═════ Input records ═════

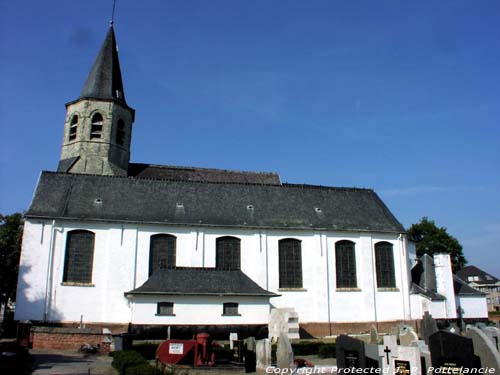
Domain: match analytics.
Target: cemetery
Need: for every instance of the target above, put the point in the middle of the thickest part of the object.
(403, 350)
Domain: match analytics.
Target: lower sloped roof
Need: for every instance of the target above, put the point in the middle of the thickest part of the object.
(201, 281)
(128, 199)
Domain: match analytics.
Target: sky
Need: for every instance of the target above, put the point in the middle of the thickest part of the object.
(400, 97)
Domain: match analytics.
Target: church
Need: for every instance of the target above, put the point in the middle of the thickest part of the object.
(123, 245)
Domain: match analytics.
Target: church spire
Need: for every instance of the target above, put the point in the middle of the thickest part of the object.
(105, 79)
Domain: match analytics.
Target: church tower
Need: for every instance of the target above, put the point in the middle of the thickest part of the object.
(98, 127)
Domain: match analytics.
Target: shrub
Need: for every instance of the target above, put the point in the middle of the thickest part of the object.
(327, 351)
(142, 369)
(128, 358)
(306, 347)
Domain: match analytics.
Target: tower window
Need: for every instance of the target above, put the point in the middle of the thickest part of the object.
(96, 127)
(161, 252)
(79, 257)
(384, 261)
(120, 132)
(345, 264)
(290, 263)
(230, 309)
(227, 253)
(165, 308)
(73, 127)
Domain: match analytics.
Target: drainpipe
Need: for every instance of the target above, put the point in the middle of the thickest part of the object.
(48, 283)
(402, 262)
(135, 255)
(327, 283)
(374, 279)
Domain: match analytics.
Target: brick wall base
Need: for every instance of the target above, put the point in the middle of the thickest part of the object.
(61, 338)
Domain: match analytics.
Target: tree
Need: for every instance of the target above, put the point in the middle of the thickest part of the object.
(11, 231)
(432, 239)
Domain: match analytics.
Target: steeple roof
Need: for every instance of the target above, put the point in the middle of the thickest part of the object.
(105, 79)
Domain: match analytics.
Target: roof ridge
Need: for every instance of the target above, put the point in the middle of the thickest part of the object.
(204, 168)
(282, 185)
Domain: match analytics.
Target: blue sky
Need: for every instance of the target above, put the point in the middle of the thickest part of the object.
(401, 97)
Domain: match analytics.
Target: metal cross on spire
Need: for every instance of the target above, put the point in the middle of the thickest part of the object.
(113, 14)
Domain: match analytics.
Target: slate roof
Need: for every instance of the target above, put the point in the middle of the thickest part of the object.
(105, 79)
(167, 172)
(127, 199)
(484, 277)
(463, 289)
(201, 281)
(432, 295)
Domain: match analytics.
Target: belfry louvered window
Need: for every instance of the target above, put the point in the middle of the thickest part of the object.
(345, 264)
(120, 132)
(162, 250)
(73, 128)
(96, 126)
(227, 253)
(384, 261)
(290, 263)
(79, 257)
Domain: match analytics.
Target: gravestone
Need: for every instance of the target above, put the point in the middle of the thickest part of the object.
(484, 348)
(450, 352)
(425, 355)
(493, 334)
(406, 360)
(250, 355)
(351, 354)
(284, 353)
(263, 353)
(232, 338)
(428, 327)
(373, 335)
(407, 335)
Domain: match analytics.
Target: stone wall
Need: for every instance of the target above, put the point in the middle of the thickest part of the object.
(323, 329)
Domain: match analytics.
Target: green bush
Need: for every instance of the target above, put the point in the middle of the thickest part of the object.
(327, 351)
(306, 347)
(125, 359)
(142, 369)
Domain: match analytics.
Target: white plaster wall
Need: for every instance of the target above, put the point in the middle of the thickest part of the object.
(444, 283)
(34, 263)
(191, 310)
(474, 307)
(121, 263)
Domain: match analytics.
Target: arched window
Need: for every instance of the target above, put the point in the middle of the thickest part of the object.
(290, 263)
(73, 127)
(230, 309)
(384, 262)
(120, 132)
(345, 264)
(96, 126)
(79, 257)
(227, 253)
(161, 252)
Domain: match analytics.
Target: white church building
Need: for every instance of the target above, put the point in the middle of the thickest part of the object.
(118, 244)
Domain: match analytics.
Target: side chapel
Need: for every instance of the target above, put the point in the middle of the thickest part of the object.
(120, 244)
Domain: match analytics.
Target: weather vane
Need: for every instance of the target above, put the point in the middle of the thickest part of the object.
(113, 13)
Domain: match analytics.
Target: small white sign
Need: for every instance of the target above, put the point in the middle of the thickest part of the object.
(176, 348)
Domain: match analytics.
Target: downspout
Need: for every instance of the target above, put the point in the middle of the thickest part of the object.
(135, 255)
(374, 279)
(327, 282)
(267, 264)
(48, 283)
(402, 260)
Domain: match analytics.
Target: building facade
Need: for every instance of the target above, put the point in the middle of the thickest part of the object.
(115, 243)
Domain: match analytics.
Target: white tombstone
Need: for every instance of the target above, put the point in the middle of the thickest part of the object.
(263, 353)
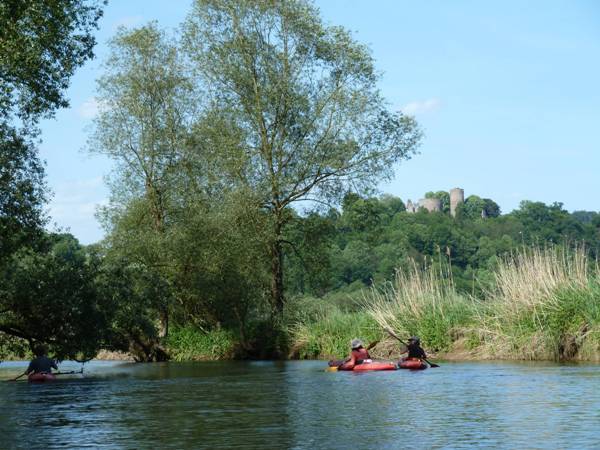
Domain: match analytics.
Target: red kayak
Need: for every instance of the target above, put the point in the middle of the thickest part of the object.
(40, 377)
(412, 364)
(375, 365)
(366, 366)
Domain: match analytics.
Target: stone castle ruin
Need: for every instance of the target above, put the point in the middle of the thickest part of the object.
(457, 196)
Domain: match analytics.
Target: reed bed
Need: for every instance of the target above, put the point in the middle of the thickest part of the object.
(544, 305)
(422, 301)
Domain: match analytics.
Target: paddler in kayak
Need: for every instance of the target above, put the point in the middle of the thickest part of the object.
(358, 355)
(41, 363)
(414, 349)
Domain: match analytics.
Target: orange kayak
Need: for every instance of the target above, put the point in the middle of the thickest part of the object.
(40, 377)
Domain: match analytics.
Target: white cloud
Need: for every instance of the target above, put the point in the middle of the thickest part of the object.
(422, 106)
(74, 204)
(128, 22)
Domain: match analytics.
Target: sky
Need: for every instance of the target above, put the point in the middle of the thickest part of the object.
(507, 93)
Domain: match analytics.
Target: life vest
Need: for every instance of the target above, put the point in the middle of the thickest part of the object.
(360, 355)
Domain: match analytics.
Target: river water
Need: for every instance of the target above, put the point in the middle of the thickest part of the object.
(297, 405)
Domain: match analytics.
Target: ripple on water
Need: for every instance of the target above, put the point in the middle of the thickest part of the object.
(226, 405)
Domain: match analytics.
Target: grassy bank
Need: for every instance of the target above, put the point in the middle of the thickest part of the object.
(544, 305)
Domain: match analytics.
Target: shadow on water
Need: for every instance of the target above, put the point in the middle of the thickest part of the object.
(297, 404)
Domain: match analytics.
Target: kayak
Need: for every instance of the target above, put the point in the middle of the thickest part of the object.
(375, 365)
(412, 364)
(40, 377)
(366, 366)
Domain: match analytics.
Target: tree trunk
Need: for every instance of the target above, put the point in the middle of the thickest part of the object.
(277, 299)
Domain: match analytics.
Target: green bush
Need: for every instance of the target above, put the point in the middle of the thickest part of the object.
(191, 344)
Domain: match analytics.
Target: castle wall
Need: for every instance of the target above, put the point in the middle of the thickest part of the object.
(457, 196)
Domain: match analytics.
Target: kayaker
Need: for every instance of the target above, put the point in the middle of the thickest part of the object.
(41, 363)
(358, 355)
(414, 349)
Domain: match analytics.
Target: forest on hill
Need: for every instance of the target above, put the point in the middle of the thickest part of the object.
(219, 134)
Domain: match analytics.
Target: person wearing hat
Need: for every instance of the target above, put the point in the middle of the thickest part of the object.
(414, 349)
(41, 363)
(358, 355)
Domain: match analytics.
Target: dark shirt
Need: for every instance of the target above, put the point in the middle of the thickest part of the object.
(415, 351)
(41, 364)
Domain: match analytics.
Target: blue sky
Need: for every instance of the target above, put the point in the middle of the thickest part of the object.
(508, 94)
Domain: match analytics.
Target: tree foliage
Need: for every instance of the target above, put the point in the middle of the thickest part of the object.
(301, 96)
(42, 43)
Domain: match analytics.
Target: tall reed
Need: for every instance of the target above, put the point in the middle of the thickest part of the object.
(422, 301)
(544, 305)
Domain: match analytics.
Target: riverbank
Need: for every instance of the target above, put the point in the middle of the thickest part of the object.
(544, 305)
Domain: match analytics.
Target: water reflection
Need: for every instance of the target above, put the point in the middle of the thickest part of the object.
(226, 405)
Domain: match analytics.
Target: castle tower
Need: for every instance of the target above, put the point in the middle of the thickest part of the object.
(457, 196)
(431, 204)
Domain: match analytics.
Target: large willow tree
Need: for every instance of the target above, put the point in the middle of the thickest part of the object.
(293, 107)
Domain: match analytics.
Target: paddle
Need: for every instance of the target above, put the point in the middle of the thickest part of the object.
(68, 373)
(394, 335)
(335, 368)
(16, 378)
(54, 373)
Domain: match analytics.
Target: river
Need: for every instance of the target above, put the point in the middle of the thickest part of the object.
(297, 405)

═════

Take the lines above from the one containing "Target: gravestone" to the one containing "Target: arched window" and retype them exactly, both ends included, with nothing added.

Solution for this exercise:
Target: gravestone
Need: for every instance of the target above, put the point in the middle of the thickest part of the object.
(484, 348)
(450, 352)
(425, 355)
(493, 334)
(406, 360)
(250, 355)
(351, 354)
(284, 353)
(263, 353)
(232, 338)
(428, 327)
(373, 335)
(407, 335)
Domain: match analytics.
Target: stone wall
Need: for every instance of the target above, put the point in the middle of the thickest part of the object.
(323, 329)
Domain: match analytics.
Target: green bush
Need: for every instance of the target above, put the point in the middle of the thickest part of the object.
(327, 351)
(306, 347)
(125, 359)
(142, 369)
Domain: match analytics.
Target: white plaster wall
Need: for every instance of the target above, put the point in the middle of the thickest part of the object.
(444, 283)
(34, 263)
(191, 310)
(474, 307)
(121, 263)
Domain: match analytics.
Target: arched window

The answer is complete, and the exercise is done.